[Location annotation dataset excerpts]
** Begin **
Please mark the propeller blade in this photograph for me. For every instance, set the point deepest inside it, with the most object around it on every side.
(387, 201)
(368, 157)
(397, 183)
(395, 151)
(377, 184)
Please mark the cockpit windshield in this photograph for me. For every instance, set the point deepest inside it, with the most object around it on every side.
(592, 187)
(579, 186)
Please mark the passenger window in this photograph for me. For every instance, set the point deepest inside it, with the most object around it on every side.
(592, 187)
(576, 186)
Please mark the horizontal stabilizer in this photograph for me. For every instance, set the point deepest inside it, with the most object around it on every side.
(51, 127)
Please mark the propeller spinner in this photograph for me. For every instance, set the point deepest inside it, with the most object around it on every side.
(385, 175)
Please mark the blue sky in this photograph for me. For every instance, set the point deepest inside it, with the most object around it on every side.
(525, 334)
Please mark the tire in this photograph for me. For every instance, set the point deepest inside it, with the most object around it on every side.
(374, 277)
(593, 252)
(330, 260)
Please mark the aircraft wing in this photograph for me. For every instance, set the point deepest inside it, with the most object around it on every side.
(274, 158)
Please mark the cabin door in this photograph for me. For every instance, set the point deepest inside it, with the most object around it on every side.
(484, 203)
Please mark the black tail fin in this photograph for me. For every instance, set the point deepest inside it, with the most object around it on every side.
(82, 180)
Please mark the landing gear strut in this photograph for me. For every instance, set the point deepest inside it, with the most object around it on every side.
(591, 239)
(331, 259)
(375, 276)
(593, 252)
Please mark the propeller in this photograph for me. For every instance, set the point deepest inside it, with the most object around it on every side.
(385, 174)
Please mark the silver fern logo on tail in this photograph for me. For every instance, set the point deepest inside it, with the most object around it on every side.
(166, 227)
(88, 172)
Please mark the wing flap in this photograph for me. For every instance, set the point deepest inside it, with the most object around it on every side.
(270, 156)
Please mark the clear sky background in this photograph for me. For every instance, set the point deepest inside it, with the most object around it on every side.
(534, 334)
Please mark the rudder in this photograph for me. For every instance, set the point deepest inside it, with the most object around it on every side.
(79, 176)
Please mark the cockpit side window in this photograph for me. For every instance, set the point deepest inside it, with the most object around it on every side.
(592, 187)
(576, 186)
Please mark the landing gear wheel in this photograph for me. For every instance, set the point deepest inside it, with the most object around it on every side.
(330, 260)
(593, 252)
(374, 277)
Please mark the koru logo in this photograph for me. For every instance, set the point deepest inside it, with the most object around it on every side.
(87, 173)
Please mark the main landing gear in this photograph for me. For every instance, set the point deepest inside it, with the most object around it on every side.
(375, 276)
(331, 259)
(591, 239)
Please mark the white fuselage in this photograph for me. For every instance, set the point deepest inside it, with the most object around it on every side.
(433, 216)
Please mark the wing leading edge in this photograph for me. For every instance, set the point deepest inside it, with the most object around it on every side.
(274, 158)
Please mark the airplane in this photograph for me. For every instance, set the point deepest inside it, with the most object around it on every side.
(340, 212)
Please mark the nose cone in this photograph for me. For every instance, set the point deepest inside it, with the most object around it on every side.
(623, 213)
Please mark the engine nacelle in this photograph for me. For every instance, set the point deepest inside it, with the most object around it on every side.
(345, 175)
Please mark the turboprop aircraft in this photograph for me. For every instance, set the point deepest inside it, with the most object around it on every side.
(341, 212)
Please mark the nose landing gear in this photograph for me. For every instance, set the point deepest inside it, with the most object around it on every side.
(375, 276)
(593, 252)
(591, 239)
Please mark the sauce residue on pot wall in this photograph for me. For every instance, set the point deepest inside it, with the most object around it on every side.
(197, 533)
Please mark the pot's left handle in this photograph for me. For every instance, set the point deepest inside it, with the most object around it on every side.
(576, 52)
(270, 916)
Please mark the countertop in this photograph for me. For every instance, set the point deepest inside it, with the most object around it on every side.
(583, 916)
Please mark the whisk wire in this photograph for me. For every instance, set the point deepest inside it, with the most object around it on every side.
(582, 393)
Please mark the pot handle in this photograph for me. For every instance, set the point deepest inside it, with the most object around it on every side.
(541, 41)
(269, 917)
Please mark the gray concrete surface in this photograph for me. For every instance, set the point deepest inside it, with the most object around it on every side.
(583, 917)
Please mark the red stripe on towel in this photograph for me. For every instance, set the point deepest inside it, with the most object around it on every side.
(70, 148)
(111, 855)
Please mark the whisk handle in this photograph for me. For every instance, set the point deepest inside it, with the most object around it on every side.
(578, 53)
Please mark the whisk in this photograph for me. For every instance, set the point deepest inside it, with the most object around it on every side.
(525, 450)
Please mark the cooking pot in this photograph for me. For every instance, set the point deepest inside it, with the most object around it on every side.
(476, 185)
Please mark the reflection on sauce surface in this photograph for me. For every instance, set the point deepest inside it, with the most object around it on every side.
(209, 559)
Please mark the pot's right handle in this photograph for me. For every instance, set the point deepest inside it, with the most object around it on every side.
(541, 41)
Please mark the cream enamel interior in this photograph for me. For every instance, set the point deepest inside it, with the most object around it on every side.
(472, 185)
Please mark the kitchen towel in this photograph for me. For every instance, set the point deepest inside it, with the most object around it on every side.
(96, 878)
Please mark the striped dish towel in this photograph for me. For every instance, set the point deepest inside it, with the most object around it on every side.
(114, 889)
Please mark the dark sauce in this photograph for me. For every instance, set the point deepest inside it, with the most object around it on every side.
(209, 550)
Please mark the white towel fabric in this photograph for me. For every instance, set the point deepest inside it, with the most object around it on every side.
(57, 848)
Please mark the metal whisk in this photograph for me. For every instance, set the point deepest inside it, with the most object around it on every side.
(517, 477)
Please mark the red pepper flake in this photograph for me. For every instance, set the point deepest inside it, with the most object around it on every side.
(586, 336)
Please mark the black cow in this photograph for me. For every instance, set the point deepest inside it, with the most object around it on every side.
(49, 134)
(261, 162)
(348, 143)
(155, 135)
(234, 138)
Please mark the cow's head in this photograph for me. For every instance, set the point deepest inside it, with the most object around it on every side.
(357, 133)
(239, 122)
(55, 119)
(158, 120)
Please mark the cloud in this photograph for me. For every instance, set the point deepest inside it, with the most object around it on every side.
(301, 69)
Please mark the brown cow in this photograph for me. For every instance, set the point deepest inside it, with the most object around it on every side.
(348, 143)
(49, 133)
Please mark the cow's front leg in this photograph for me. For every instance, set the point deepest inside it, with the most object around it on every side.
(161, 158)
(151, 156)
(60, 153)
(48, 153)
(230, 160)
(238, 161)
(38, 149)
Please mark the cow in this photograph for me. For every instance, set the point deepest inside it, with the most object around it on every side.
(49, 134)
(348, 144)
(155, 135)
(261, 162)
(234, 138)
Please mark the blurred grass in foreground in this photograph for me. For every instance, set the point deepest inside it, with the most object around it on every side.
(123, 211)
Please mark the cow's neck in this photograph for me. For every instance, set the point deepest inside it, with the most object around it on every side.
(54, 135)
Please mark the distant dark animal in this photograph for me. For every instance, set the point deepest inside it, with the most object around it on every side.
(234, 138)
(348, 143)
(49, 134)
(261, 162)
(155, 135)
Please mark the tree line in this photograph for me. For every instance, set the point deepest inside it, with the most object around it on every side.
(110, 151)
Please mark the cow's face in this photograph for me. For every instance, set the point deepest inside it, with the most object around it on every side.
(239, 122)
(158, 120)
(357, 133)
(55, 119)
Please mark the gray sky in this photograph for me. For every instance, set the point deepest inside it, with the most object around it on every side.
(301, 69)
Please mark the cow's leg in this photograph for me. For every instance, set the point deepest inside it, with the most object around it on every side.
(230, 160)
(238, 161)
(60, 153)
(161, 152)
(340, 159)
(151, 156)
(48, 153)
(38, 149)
** End **
# DESCRIPTION OF THE TASK
Send back exactly the lines from the line with "Please mark the tree" through the end of the records.

# SOLUTION BELOW
Please mark the tree line in this photograph for me. For every instance, set the point deepest inside it, with the most object around it on every side.
(110, 151)
Please mark the cow's face in this photograph for me. For every instance, set the point deepest inside it, with the most object around it on every side.
(239, 122)
(158, 120)
(357, 133)
(55, 119)
Please mark the gray sky in this photograph for me. For every instance, set the point deepest inside it, with the most object around it on every side.
(301, 69)
Please mark the cow's leg in this photograph for me. For every instance, set the point deepest inside it, with the most object around it on every side.
(230, 160)
(238, 161)
(60, 153)
(161, 152)
(340, 159)
(151, 156)
(48, 153)
(38, 149)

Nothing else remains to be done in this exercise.